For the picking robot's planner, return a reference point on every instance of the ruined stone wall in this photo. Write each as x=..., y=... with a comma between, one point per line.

------------------------------

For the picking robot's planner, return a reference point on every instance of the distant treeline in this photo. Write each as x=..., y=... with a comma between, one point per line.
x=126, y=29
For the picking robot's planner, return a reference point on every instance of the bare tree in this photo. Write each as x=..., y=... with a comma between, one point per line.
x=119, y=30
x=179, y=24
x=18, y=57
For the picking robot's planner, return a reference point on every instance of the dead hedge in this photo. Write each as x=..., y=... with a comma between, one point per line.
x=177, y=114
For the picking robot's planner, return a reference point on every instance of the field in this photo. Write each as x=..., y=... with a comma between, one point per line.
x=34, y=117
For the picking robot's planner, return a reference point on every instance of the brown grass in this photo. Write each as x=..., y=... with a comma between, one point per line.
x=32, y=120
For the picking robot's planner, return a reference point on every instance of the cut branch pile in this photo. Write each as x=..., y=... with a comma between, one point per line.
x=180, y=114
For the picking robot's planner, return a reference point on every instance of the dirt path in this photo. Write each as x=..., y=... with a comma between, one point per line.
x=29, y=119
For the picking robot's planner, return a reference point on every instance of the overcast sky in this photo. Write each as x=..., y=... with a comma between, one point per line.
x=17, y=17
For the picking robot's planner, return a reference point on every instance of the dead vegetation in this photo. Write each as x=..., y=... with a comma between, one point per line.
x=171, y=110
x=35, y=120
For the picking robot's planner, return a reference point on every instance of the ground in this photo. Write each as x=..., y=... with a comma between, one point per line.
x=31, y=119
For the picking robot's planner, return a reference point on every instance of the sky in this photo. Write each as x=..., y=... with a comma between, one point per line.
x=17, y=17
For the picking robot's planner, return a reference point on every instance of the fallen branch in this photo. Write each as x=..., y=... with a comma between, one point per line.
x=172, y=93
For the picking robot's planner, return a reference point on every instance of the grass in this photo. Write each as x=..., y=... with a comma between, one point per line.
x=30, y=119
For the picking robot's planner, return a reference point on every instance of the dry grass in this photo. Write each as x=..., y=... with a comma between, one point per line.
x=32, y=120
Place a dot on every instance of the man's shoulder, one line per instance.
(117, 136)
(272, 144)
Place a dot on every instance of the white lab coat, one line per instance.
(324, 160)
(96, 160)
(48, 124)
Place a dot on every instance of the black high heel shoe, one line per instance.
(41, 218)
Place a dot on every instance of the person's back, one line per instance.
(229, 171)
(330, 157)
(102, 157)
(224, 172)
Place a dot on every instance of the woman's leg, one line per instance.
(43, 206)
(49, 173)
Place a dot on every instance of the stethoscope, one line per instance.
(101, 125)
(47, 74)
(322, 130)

------------------------------

**Request**
Arrange the lines from the one containing "the cut branch" through the one containing "x=180, y=114", both included, as a JSON list of strings with one string per line and blank lines omitted.

**Right answer**
[
  "For the picking robot's planner, return a reference point on every instance of the cut branch pile in this photo. Write each as x=..., y=... with a comma between, one point per line.",
  "x=180, y=114"
]